**Document passage:**
[BEGIN]

Griffiths / Drawing strength from diversity

IN the wake of the Martin Place and Charlie Hebdo tragedies, every man and his dog seem to have been gleefully seizing on the carnage as vindication of whatever it was passed for thought in their tiny minds before  the bloodletting.

John Griffiths
John Griffiths.
“This proves what I thought all along,” they chime in countless online comment sections.

If you’ve had the misfortune to spend as much time as I have in internet comment sections that statement rarely bodes well.

It almost always can be translated as: “I have long nursed a baseless prejudice but now, at long last, one tiny shred of evidence appears to confirm it.”

In the darkest corners of the Australian internet, that is the comments on Andrew Bolt’s and Miranda Devine’s News Limited blogs, a tiny number of deaths very far away are the long-awaited proof positive that multiculturalism must immediately be revoked lest we all be rooned.

[END]

**Aim:**
Translate this sentence from the column on drawing strength from diversity into Spanish: "If you’ve had the misfortune to spend as much time as I have in internet comment sections that statement rarely bodes well." The data after this point isn't needed.

**Dataset entries:**
[BEGIN]

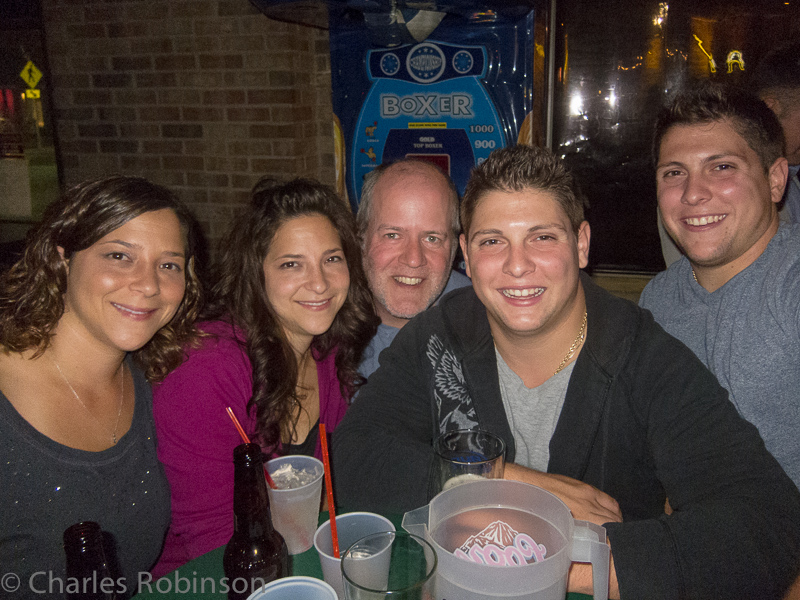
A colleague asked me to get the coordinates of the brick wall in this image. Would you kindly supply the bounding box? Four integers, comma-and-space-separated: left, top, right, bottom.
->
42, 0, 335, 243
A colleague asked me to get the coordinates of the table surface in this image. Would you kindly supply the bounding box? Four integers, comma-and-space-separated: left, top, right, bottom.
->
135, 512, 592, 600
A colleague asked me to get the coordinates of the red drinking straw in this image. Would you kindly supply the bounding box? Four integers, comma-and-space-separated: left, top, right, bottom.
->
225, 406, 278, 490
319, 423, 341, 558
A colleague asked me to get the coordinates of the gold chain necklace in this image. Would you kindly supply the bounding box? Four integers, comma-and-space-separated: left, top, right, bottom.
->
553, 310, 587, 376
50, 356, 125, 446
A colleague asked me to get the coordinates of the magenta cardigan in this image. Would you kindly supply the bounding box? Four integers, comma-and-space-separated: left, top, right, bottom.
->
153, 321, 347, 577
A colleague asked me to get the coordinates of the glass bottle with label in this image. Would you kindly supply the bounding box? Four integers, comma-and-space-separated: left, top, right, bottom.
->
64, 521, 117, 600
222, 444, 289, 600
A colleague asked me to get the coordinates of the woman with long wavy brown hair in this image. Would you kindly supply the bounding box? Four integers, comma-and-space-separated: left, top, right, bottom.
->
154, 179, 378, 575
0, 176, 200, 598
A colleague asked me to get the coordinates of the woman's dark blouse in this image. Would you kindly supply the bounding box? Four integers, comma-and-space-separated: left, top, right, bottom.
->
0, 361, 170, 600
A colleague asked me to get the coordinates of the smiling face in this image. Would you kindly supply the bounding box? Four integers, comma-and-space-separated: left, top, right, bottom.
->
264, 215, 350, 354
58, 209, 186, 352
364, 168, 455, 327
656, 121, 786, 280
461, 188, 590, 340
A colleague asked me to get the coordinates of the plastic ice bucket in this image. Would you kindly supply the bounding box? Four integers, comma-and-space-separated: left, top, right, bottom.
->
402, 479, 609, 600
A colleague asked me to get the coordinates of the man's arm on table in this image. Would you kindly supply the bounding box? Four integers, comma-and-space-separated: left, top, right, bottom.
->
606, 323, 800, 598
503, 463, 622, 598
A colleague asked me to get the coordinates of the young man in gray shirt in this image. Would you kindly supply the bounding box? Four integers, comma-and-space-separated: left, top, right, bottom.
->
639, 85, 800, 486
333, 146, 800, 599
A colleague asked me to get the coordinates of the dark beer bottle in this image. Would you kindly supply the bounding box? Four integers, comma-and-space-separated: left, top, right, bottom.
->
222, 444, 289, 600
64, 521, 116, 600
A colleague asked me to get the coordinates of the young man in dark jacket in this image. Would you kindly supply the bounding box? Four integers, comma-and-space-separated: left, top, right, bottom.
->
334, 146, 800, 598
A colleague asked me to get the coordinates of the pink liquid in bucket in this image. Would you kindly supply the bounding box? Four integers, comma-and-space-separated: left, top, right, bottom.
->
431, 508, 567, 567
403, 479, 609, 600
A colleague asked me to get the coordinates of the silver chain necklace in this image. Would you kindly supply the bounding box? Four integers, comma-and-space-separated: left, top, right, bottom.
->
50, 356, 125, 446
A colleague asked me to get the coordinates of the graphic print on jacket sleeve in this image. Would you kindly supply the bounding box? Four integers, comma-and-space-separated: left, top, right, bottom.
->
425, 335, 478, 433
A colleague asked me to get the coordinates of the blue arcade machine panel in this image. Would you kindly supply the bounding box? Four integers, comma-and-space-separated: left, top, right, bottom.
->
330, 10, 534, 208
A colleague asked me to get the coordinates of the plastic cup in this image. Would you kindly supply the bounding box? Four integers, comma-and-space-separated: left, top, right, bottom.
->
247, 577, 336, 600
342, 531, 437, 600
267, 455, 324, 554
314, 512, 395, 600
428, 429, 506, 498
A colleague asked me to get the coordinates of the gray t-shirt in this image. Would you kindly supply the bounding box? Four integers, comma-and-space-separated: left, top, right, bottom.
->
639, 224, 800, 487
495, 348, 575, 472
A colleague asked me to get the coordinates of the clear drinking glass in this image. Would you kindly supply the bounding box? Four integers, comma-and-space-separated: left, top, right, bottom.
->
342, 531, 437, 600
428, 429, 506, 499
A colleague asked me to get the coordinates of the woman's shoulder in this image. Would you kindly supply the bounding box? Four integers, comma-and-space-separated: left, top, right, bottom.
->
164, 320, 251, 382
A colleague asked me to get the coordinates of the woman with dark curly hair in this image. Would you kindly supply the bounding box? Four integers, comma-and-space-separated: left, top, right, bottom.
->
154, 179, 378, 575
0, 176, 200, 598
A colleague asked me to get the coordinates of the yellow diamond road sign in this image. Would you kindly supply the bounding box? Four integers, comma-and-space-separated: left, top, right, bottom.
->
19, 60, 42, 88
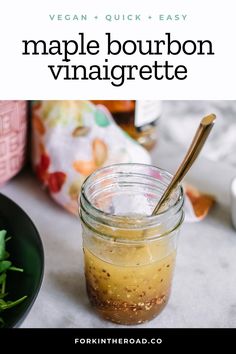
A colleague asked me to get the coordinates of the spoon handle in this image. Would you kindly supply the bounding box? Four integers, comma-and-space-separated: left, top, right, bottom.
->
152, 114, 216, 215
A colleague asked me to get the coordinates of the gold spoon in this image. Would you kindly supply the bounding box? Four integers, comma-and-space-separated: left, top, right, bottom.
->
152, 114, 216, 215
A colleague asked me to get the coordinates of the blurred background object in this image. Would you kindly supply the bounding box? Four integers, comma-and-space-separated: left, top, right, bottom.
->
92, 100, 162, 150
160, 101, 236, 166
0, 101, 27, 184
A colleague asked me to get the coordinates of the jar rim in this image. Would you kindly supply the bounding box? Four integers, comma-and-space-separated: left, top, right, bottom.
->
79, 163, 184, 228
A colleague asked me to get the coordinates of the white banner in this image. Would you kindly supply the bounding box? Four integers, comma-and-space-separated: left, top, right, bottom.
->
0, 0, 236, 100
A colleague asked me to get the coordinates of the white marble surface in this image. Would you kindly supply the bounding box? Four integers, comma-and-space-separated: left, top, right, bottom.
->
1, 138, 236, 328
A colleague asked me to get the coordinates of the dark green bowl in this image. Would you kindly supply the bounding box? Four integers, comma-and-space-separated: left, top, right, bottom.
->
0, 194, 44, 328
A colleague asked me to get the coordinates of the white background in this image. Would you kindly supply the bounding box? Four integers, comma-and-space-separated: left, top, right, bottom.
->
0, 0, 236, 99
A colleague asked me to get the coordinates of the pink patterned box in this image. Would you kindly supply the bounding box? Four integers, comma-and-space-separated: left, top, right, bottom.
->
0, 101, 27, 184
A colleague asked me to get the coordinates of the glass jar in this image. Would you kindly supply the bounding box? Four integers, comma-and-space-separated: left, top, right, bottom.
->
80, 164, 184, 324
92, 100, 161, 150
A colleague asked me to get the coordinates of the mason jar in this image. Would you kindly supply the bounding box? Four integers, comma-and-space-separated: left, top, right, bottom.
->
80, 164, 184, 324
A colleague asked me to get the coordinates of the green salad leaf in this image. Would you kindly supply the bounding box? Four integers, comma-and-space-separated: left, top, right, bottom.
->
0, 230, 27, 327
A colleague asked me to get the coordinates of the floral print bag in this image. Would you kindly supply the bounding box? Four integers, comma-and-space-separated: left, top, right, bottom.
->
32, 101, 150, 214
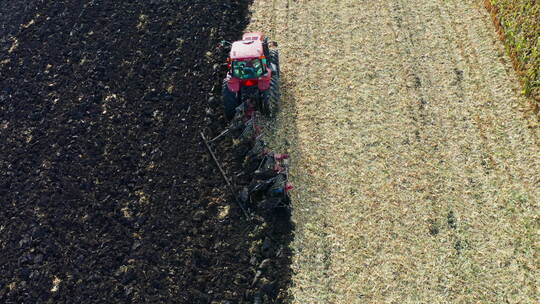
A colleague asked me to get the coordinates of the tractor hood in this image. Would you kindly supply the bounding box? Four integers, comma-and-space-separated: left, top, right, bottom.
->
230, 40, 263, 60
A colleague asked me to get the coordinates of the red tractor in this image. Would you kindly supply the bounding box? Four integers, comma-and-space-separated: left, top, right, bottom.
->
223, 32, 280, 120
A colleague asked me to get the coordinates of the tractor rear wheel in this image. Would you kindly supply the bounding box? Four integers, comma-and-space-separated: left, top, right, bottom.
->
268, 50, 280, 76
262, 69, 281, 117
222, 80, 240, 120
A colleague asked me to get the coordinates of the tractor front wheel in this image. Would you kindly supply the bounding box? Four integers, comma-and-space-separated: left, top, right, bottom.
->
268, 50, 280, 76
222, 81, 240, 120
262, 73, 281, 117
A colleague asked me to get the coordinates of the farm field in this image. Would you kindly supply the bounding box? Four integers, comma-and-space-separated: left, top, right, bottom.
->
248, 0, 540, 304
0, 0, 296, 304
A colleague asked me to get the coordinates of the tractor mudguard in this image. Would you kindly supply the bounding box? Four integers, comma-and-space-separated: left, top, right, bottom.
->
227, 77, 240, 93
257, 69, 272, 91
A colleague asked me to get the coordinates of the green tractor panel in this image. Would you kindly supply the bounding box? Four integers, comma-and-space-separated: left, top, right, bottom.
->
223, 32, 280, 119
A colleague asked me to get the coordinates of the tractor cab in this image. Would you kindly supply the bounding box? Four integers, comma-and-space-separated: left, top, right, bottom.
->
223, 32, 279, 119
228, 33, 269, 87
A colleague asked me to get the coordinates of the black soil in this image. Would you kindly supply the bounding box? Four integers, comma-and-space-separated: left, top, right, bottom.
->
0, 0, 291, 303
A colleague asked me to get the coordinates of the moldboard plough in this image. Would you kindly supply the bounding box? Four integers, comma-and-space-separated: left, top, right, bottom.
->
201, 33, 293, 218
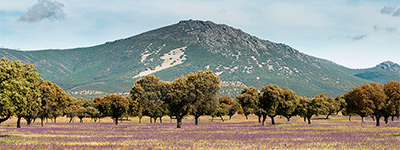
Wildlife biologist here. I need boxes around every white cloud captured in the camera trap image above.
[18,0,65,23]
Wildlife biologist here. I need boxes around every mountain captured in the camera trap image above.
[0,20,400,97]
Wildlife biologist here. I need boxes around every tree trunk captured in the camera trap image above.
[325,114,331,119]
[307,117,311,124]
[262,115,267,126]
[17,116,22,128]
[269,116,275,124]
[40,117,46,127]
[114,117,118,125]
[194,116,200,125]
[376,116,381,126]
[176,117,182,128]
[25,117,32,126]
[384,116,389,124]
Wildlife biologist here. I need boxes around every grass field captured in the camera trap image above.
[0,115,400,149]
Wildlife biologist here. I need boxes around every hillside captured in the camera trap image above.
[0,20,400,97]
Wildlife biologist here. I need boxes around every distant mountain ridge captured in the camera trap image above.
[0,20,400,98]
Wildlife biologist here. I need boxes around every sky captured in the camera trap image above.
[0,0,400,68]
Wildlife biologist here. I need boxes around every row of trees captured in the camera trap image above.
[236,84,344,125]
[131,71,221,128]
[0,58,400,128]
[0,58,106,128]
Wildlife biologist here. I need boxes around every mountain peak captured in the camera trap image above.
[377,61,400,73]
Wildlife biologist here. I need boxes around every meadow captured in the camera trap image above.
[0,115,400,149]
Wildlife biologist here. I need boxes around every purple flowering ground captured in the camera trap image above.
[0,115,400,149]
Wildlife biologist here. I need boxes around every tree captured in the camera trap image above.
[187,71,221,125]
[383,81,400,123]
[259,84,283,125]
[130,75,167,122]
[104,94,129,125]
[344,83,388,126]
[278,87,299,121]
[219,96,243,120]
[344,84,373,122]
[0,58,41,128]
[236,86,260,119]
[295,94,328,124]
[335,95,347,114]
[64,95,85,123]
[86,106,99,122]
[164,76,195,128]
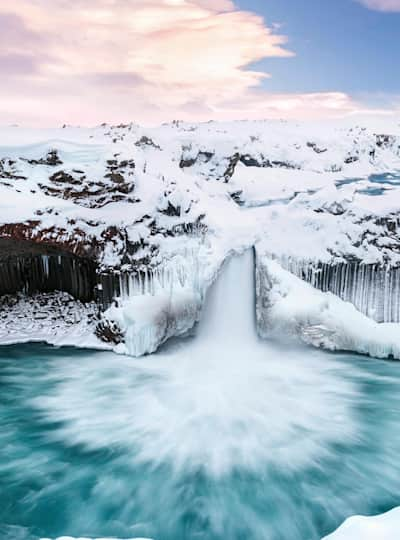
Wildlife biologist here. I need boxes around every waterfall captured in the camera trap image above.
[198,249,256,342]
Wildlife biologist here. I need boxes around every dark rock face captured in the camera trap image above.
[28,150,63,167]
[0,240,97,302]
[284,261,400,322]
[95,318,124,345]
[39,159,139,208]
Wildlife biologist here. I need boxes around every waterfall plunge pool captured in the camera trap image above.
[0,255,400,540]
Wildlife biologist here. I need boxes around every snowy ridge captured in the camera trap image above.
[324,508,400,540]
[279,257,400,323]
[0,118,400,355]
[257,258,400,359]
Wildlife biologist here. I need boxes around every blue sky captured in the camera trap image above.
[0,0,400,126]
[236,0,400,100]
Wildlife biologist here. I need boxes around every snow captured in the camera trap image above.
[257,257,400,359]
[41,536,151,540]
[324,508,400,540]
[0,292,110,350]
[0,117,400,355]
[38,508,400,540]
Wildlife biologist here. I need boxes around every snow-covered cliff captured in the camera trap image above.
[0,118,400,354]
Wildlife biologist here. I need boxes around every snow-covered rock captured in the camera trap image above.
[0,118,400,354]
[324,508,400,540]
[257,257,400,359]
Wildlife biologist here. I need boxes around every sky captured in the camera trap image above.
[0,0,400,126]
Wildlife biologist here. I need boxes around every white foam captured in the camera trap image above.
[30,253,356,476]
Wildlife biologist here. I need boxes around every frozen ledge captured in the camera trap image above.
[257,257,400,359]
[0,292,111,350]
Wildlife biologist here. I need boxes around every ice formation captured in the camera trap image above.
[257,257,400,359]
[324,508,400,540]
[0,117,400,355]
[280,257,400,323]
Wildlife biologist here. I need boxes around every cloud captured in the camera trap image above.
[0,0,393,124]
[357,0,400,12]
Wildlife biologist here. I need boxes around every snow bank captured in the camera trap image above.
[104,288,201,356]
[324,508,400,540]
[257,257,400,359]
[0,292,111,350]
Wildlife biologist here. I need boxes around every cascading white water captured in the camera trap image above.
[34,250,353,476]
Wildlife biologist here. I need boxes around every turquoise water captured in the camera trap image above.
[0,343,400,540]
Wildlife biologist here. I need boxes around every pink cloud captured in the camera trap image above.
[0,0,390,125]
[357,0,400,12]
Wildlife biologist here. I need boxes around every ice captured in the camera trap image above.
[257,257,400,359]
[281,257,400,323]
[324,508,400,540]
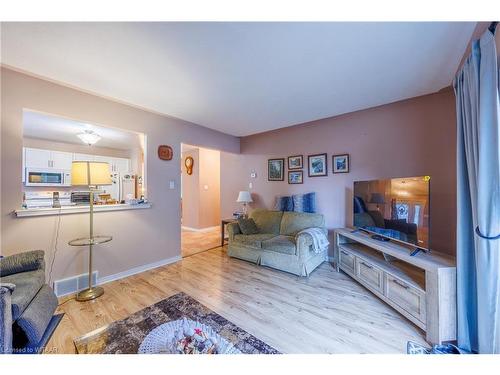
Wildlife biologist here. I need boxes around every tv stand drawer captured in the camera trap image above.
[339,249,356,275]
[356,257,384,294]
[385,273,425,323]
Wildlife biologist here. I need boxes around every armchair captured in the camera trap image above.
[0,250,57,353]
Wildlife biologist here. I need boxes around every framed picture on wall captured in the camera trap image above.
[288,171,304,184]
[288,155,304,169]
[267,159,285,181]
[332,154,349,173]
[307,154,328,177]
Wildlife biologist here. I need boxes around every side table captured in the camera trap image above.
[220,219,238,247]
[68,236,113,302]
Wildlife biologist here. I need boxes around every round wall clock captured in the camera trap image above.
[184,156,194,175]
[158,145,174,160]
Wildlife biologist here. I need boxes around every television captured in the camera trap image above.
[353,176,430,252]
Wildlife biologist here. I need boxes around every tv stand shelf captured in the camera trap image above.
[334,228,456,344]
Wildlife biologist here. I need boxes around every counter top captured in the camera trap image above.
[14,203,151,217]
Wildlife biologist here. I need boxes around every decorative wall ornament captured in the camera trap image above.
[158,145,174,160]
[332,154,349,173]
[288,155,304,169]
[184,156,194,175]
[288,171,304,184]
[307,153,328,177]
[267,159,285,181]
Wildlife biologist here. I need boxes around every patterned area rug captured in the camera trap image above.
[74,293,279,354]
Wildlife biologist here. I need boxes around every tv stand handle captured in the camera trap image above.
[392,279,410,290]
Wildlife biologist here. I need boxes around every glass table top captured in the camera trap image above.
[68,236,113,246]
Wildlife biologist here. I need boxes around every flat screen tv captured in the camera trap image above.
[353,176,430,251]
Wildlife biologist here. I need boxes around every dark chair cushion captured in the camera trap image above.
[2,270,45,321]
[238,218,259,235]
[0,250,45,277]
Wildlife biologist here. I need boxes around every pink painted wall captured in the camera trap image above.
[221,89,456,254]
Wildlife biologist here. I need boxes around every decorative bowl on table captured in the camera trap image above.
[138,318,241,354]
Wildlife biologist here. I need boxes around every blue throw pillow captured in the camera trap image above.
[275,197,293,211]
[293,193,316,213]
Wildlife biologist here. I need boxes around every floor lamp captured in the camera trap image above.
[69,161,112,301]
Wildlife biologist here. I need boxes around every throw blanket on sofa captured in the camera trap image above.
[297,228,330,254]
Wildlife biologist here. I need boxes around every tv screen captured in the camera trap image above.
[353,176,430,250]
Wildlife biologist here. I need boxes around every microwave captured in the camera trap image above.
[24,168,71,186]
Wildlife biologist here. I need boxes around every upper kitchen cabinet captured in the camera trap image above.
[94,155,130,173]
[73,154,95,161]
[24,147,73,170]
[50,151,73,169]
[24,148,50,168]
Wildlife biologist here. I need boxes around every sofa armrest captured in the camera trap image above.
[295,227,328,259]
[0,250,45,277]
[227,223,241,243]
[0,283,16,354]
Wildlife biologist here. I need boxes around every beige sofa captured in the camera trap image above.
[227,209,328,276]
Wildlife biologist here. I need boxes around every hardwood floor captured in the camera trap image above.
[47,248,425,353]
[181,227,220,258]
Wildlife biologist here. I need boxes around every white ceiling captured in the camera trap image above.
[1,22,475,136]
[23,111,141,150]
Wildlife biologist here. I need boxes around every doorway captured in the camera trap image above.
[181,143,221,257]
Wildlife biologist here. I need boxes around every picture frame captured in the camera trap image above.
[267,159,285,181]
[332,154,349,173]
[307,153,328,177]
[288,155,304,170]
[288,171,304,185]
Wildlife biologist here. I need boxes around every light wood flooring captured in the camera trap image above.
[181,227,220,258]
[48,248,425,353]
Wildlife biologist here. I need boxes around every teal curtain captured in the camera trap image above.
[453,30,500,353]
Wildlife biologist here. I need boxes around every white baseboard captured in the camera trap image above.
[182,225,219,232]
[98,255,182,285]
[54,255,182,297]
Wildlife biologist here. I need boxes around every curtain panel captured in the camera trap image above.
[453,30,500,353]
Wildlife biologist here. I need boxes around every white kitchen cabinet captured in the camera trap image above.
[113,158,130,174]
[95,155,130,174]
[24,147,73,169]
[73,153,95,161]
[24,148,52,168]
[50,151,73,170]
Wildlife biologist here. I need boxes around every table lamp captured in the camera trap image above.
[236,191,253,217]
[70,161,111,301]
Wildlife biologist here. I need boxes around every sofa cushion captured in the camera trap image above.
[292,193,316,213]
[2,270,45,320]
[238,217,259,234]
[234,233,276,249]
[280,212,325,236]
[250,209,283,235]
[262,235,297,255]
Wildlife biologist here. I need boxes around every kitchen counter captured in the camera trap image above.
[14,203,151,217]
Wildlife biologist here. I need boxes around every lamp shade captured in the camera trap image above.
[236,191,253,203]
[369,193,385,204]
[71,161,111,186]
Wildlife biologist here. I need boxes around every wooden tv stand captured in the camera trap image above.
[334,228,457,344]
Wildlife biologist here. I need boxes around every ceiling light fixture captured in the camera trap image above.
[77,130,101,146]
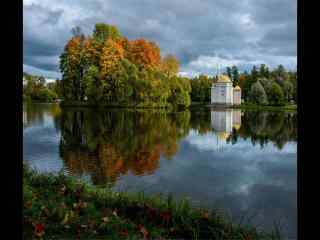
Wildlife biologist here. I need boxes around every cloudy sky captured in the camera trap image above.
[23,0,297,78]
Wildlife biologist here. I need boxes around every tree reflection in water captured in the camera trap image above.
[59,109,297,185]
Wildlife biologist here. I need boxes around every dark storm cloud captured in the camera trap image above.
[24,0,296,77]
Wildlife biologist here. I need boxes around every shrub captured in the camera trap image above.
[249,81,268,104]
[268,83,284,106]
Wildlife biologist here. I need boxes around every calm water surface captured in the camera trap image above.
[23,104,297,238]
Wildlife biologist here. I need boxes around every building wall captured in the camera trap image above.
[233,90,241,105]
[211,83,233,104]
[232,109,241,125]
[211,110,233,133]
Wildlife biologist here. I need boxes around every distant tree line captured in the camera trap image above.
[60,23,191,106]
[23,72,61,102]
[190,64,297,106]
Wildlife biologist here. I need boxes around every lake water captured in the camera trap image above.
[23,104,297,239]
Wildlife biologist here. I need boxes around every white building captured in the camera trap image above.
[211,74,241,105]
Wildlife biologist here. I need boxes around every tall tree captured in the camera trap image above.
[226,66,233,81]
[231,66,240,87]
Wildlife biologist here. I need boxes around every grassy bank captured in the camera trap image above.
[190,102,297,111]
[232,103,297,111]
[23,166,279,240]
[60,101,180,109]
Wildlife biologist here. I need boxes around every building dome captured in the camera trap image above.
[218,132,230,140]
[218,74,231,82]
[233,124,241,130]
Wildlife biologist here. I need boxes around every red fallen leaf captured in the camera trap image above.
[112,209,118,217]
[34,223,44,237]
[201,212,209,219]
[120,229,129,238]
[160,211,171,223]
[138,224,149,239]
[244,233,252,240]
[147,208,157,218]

[END]

**Correct output:**
Si has tenido la desgracia de pasar tanto tiempo como yo en las secciones de comentarios de internet, esa afirmación rara vez augura nada bueno.